» Exercise requirements: For each line in the data below that has the word "blurred", copy that line.

Referring expression data:

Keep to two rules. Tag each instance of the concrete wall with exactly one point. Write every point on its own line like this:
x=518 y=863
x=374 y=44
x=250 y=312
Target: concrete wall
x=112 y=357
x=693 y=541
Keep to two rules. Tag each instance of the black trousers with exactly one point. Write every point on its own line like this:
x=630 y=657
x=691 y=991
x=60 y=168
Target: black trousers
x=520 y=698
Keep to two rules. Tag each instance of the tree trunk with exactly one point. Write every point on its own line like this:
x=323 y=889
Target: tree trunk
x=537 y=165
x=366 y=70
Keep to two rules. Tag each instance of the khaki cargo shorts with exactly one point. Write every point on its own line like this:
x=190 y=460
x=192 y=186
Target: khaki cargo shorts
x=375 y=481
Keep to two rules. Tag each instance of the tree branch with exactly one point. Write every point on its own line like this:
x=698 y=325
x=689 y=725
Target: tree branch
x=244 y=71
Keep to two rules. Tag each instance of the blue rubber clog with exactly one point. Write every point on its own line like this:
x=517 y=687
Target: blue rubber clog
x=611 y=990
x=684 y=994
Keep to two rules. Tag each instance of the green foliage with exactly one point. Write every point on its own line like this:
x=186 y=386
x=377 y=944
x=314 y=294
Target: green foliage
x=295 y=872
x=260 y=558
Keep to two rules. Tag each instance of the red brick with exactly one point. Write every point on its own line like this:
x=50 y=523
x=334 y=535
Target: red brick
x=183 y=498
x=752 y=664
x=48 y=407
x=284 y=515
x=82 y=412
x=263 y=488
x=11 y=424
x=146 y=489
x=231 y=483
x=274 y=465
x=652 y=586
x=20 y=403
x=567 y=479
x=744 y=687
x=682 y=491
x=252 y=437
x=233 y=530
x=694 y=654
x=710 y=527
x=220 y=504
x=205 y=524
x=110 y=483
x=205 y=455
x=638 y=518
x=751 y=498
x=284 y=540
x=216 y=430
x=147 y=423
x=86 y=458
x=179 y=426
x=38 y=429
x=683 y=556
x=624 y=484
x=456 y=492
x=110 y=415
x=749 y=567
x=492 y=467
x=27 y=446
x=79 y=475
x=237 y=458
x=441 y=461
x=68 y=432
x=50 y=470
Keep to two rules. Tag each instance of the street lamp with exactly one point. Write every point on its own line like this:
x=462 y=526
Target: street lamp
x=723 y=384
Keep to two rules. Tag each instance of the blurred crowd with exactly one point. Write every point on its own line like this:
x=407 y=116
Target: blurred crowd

» Result:
Keep to two rules. Tag each instance of the blurred crowd with exactly one point. Write every point on its own line like this:
Target: blurred crowd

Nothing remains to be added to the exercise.